=== YOUR OBJECTIVE ===
The records that follow should be returned exactly, pictures excluded.

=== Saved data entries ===
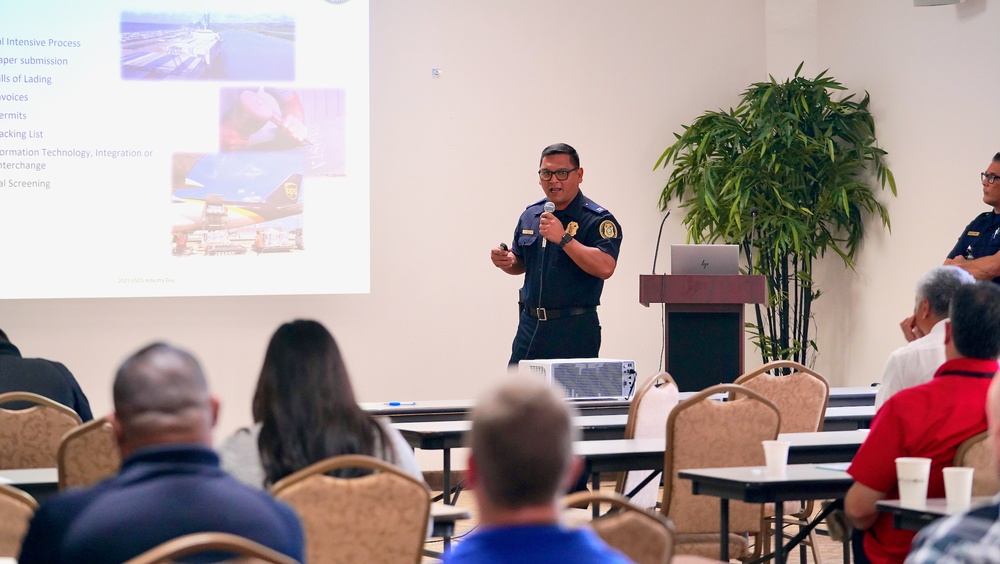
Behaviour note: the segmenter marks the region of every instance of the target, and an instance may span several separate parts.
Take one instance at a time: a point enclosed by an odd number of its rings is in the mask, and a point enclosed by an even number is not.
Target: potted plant
[[[654,168],[673,167],[659,205],[680,202],[689,241],[738,244],[748,272],[766,277],[768,301],[747,323],[763,362],[811,366],[814,261],[833,251],[853,270],[869,217],[890,228],[875,188],[888,184],[895,196],[896,183],[868,93],[834,100],[843,85],[801,70],[752,84],[736,109],[683,126]]]

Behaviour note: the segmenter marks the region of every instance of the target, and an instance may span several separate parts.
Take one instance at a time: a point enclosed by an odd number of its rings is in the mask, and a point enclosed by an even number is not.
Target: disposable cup
[[[899,503],[904,507],[923,507],[927,502],[927,478],[931,459],[901,456],[896,459]]]
[[[942,470],[944,473],[944,495],[948,499],[948,507],[965,509],[972,502],[972,475],[975,468],[952,466]]]
[[[761,441],[764,445],[764,462],[771,476],[784,476],[788,469],[788,441]]]

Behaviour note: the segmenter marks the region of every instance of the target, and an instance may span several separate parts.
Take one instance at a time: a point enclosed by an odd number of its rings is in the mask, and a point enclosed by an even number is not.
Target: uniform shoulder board
[[[588,198],[586,196],[584,196],[584,198],[583,198],[583,208],[586,209],[586,210],[590,210],[590,211],[592,211],[594,213],[604,213],[604,212],[608,211],[608,210],[602,208],[600,205],[598,205],[597,202],[595,202],[594,200],[591,200],[590,198]]]

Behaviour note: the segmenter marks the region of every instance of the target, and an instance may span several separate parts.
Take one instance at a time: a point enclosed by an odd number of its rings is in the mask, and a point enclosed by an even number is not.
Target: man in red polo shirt
[[[882,405],[847,470],[855,483],[844,511],[864,531],[863,551],[855,546],[859,563],[901,563],[910,550],[915,533],[897,530],[875,509],[881,499],[899,498],[896,458],[930,458],[927,497],[944,497],[941,469],[952,465],[959,443],[986,430],[986,395],[1000,369],[1000,286],[977,282],[956,291],[944,342],[947,360],[934,378]]]

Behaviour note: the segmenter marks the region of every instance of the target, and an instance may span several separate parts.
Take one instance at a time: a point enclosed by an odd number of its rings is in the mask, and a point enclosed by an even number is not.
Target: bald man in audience
[[[844,512],[861,541],[854,551],[860,564],[903,562],[910,551],[915,533],[896,529],[892,517],[875,508],[881,499],[899,498],[896,458],[930,458],[927,497],[944,497],[941,470],[952,465],[962,441],[986,430],[986,395],[1000,368],[1000,286],[976,282],[956,290],[944,344],[947,360],[934,378],[882,405],[847,469],[854,485]]]
[[[219,403],[194,357],[163,343],[138,351],[118,369],[114,406],[121,470],[43,503],[18,562],[120,563],[207,531],[240,535],[302,560],[295,513],[219,468],[211,447]]]
[[[22,357],[21,351],[0,329],[0,394],[7,392],[31,392],[45,396],[75,411],[84,423],[94,418],[87,396],[66,366],[44,358]],[[26,409],[32,405],[12,402],[2,407]]]
[[[907,343],[885,362],[875,408],[899,390],[930,382],[944,364],[944,325],[955,291],[976,279],[957,266],[937,266],[917,281],[913,315],[899,324]]]
[[[1000,468],[1000,380],[990,385],[989,420],[996,467]],[[1000,499],[927,525],[913,539],[906,564],[1000,562]]]
[[[576,436],[566,402],[541,382],[518,378],[483,398],[472,414],[466,471],[479,528],[445,562],[629,562],[593,531],[559,523],[559,496],[581,469]]]

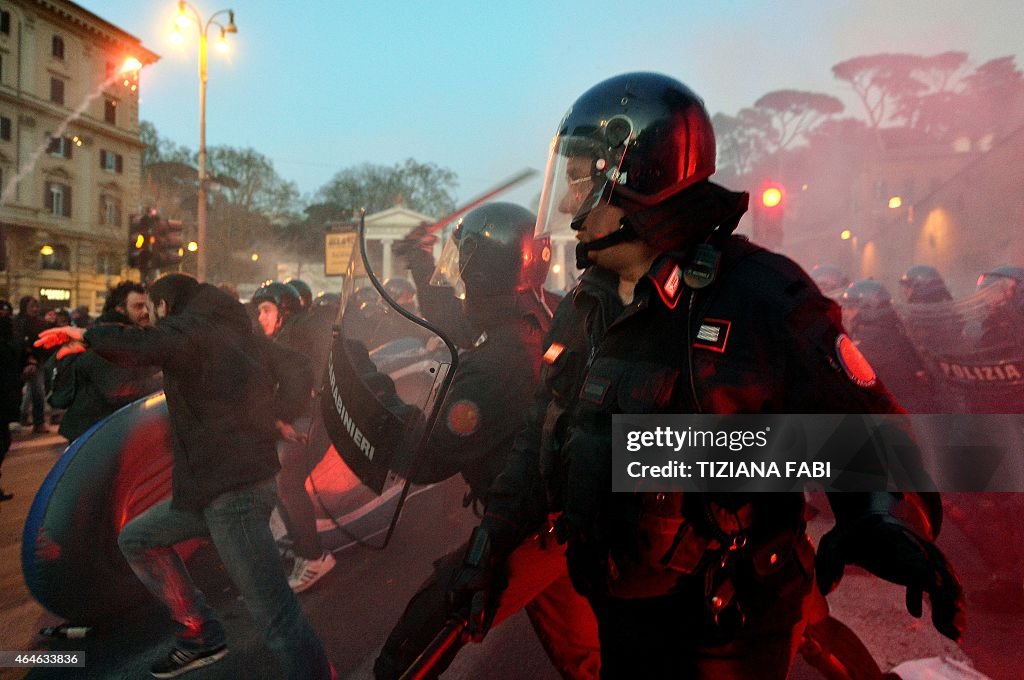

=== RESPONSE TO THIS TASK ===
Behaviour note: the segmenter marks the region of every instance of the target, and an instance may span several separate parts.
Take one instance at a time: a point enclosed by an odd number of its rings is in the mask, and a point enclosed by an even number is not.
Target: potted plant
[[[654,168],[673,167],[659,205],[680,202],[689,241],[738,244],[748,272],[766,277],[768,301],[747,323],[763,362],[811,366],[814,261],[833,251],[853,270],[869,217],[890,228],[875,188],[888,184],[895,196],[896,183],[868,93],[834,100],[843,85],[801,70],[752,84],[736,109],[683,126]]]

Behaviour note: the segmenter marks the region of every instance of the target, and an instance may span several separate parts.
Take one instance at a time: a point enclosed by an odd number of its rings is in the mask, and a point enclosed by an even number is not.
Target: disposable cup
[[[899,503],[904,507],[923,507],[927,502],[927,478],[931,459],[901,456],[896,459]]]
[[[942,470],[944,473],[944,495],[948,499],[948,507],[965,509],[972,502],[972,475],[975,468],[952,466]]]
[[[761,441],[764,445],[764,462],[771,476],[784,476],[788,469],[788,441]]]

Behaviour note: the segmenter marks the region of every instance of the target, and an instance may span several separate parts.
Take one instance at a time: a point enclosed by an odd number of its rings is in the mask, and a point enclosed by an even number is not.
Target: uniform shoulder board
[[[588,198],[586,196],[584,196],[584,198],[583,198],[583,208],[586,209],[586,210],[590,210],[590,211],[592,211],[594,213],[604,213],[604,212],[608,211],[608,210],[602,208],[600,205],[598,205],[597,202],[595,202],[594,200],[591,200],[590,198]]]

Behaviour note: the segmenter marks the region of every instance of the target, and an instance may span several separate parts.
Take one instance at a time: a point enclosed by an odd number of its rings is in the mask, and a point enclosed by an even number is not.
Target: man in red polo shirt
[[[882,405],[847,470],[855,483],[844,511],[864,531],[863,551],[855,546],[859,563],[901,563],[910,550],[915,533],[897,530],[875,509],[881,499],[899,498],[896,458],[930,458],[927,497],[944,497],[941,469],[952,465],[959,443],[986,430],[986,395],[1000,369],[1000,286],[977,282],[956,291],[944,342],[947,360],[934,378]]]

Behaviour note: the segmenter marks the region of every instance of the target, and an instance may span several separate parts.
Take one instance at a time: a point enclosed by an odd number of its rings is in the mask, and a point enclosed by an even number is not.
Target: bald man in audience
[[[844,512],[861,541],[854,551],[860,564],[903,562],[910,551],[915,533],[896,529],[892,517],[875,508],[881,499],[899,498],[896,458],[930,458],[927,497],[944,497],[941,470],[952,465],[962,441],[986,430],[986,395],[1000,368],[1000,286],[976,282],[956,290],[944,344],[947,360],[934,378],[882,405],[847,469],[854,485]]]
[[[219,403],[194,357],[163,343],[138,351],[118,369],[114,406],[121,470],[43,503],[18,562],[120,563],[207,531],[240,535],[302,560],[295,513],[219,468],[211,447]]]
[[[22,357],[21,351],[0,329],[0,394],[7,392],[31,392],[45,396],[75,411],[84,423],[94,418],[87,396],[66,366],[44,358]],[[26,409],[32,405],[12,402],[2,407]]]
[[[907,343],[885,362],[875,408],[899,390],[930,382],[944,364],[944,325],[955,291],[976,279],[957,266],[937,266],[917,281],[913,315],[899,324]]]
[[[1000,468],[1000,380],[990,385],[989,420],[996,467]],[[1000,499],[927,525],[913,539],[906,564],[1000,562]]]
[[[576,436],[566,402],[541,382],[518,378],[483,398],[472,414],[466,471],[479,528],[445,562],[629,562],[593,531],[559,523],[559,496],[581,469]]]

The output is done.